● **Set task 1**
Report how many of the rows below the text contain the word "green". Give only the number.

● **Selected text**
* start *
Nativity Fasting Rules Explained

The fasting rules permit fish, and/or wine and oil on certain feast days that occur during the course of the fast. But not clown fish, yuk!

In the Eastern Orthodox Church, the Nativity Fast runs from November 15 until after Liturgy for Nativity and traditionally entails fasting from red meat, poultry, meat products, eggs, dairy products, fish, oil, and wine. Fish, wine and oil are allowed on Saturdays and Sundays, and oil and wine are allowed on Tuesdays and Thursdays. The fasting rules permit fish, and/or wine and oil on certain feast days that occur during the course of the fast: Evangelist Matthew (November 16), Apostle Andrew (November 30), Great-martyr Barbara (December 4), St. Nicholas (December 6), St. Spiridon and St. Herman (December 12), St. Ignatius (December 20), etc. The Nativity Fast is not as severe as Great Lent or the Dormition Fast.
* end *
[Photo-based point labeling data]
* start *
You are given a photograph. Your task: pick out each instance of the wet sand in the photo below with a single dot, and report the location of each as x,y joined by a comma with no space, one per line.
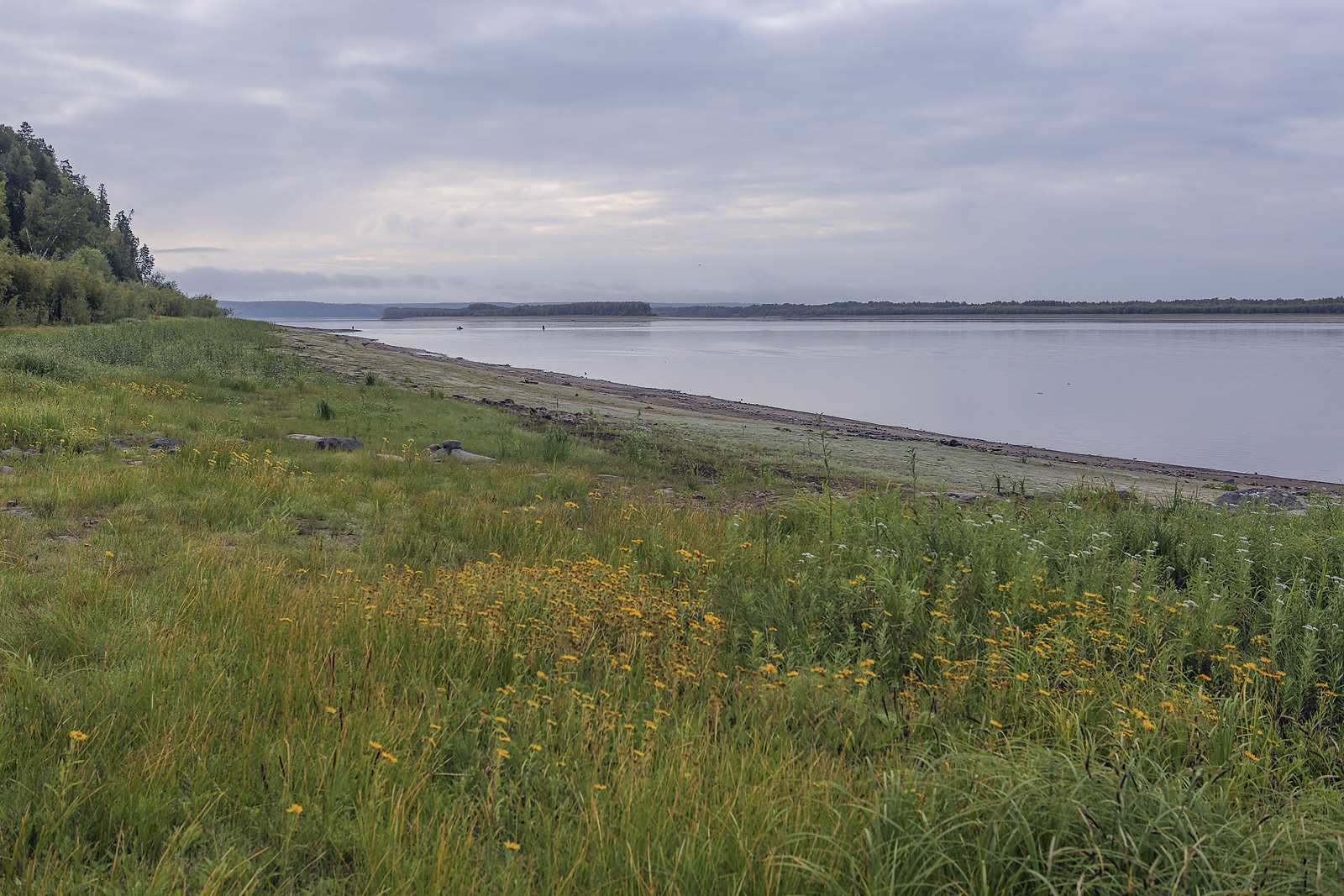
534,390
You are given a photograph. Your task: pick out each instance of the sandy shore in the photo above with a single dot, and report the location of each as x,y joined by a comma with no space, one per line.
534,391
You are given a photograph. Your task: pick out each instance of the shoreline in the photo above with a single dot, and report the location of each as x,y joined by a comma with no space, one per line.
528,387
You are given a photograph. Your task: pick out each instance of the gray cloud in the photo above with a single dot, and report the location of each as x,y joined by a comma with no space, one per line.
916,148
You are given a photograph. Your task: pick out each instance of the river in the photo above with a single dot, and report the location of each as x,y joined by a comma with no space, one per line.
1261,396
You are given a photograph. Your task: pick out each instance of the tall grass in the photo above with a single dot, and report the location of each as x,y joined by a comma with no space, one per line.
250,667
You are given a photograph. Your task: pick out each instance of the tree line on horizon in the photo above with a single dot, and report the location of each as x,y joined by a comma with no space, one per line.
486,309
891,309
1034,307
65,257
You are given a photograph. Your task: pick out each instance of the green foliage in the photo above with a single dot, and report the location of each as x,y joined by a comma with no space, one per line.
1037,307
483,309
64,258
250,667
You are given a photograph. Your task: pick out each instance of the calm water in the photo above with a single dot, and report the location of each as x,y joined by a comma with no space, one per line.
1258,396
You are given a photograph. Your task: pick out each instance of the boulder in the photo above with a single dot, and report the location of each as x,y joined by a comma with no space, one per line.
1260,495
338,443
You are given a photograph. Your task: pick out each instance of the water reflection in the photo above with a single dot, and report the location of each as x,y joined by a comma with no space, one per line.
1233,394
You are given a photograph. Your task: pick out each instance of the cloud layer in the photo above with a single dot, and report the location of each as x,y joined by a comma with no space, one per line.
971,149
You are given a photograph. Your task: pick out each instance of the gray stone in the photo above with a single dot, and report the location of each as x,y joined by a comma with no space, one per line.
468,456
338,443
1263,496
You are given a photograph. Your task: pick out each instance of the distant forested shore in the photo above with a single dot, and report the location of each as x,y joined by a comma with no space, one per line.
568,309
887,309
65,257
995,309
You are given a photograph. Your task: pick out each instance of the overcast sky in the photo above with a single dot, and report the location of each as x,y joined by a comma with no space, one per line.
730,149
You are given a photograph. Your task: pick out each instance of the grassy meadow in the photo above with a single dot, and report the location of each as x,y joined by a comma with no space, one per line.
249,667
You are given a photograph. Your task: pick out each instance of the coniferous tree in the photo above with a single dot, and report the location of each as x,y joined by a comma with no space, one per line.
64,255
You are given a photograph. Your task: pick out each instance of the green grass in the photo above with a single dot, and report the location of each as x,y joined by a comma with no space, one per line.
521,678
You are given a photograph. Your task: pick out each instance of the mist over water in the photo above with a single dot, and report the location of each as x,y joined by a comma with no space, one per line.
1247,396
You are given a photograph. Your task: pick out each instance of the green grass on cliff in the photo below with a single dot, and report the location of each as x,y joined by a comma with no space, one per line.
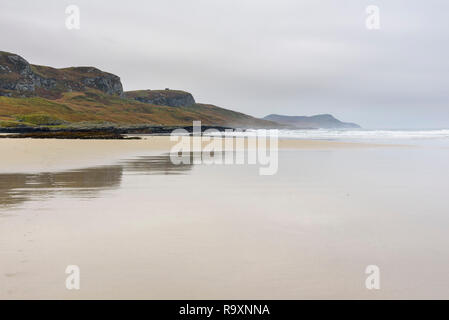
94,106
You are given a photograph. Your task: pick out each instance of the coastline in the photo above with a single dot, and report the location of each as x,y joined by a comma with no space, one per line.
48,155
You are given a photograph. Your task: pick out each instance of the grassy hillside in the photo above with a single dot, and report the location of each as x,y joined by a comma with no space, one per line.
94,106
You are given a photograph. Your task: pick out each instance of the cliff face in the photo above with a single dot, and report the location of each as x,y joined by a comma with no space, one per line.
326,121
172,98
19,78
35,96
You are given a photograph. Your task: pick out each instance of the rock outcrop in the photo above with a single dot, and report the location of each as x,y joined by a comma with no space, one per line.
325,121
167,97
19,78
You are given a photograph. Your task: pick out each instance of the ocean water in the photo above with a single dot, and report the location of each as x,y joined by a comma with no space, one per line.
146,228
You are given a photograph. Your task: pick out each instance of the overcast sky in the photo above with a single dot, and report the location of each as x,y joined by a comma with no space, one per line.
292,57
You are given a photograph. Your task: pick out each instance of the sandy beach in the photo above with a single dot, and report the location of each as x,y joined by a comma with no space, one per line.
141,228
37,155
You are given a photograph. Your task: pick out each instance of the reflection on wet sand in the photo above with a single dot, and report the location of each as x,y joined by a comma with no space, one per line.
16,188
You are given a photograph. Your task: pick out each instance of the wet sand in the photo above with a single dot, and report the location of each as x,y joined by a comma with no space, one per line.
37,155
140,227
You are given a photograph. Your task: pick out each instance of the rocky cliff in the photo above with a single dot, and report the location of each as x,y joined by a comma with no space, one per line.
326,121
18,78
172,98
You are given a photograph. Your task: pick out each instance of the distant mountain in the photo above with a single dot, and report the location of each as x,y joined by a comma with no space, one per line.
313,122
33,95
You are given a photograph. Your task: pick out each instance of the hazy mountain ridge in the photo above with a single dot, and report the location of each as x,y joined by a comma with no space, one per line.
325,121
33,95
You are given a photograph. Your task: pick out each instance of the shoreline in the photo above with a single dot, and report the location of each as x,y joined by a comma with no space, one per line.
49,155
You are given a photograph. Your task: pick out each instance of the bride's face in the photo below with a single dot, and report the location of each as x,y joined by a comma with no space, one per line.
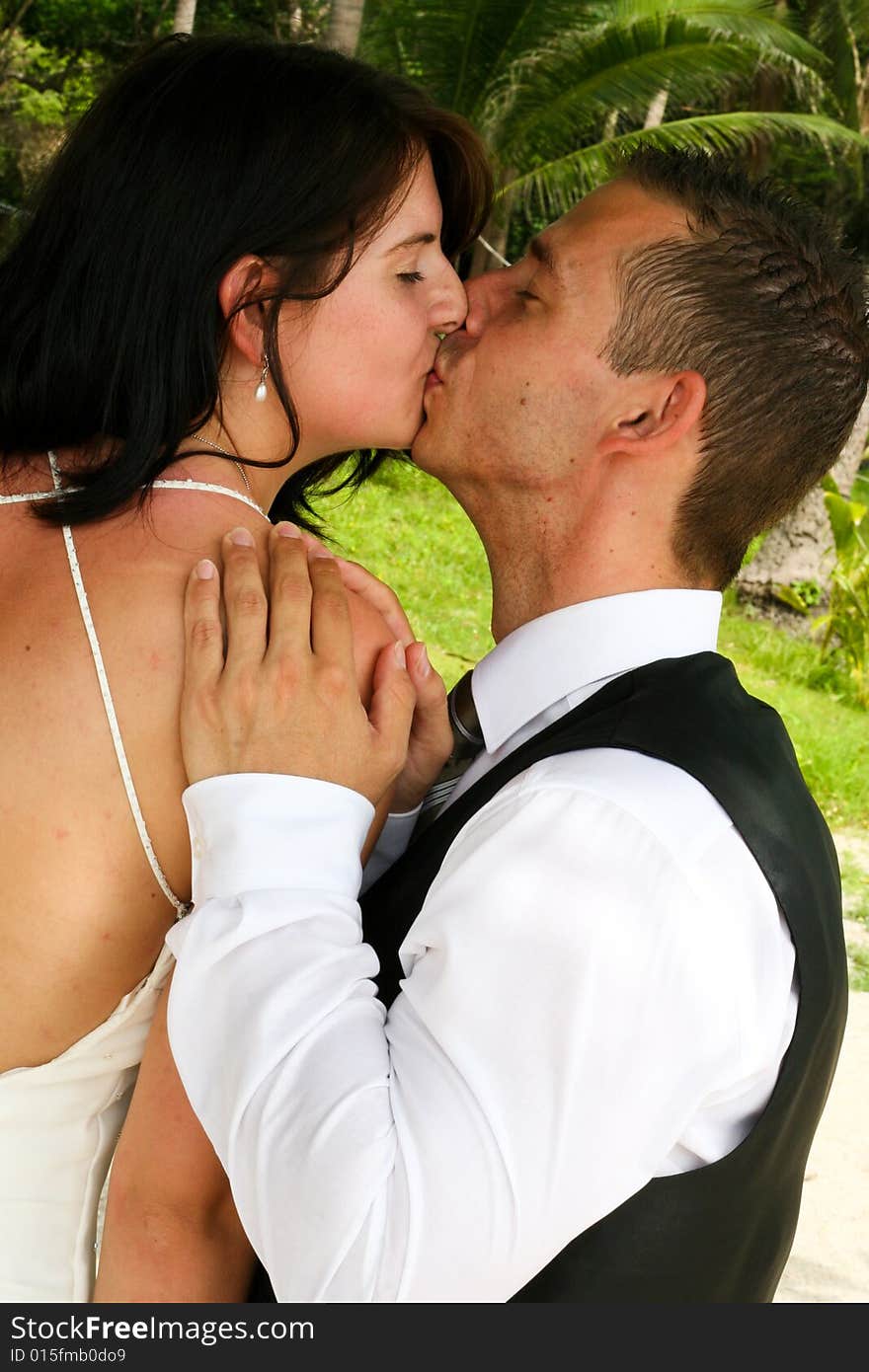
* end *
● **Set task 2**
Resume the passage on the Nativity Fast rules, starting right after its last sentence.

● **Exercise answer 1**
3

● **Exercise answer 2**
As is always the case with Orthodox fasting rules, persons who are ill, the very young or elderly, and nursing mothers are exempt from fasting. Each individual is expected to confer with their confessor regarding any exemptions from the fasting rules, and should never place themselves in physical danger.

There has been some ambiguity about the restriction of fish, whether it means the allowance of invertebrate fish or all fish. Often, even on days when fish is not allowed, shellfish may be consumed. More detailed guidelines vary by jurisdiction. The Church strictly states that from the December 20 to December 24 (inclusively), no fish may be eaten.

In answer to the question on your mind… YES, in the Antiochian Orthodox Church in America there is a dispensation for Thanksgiving.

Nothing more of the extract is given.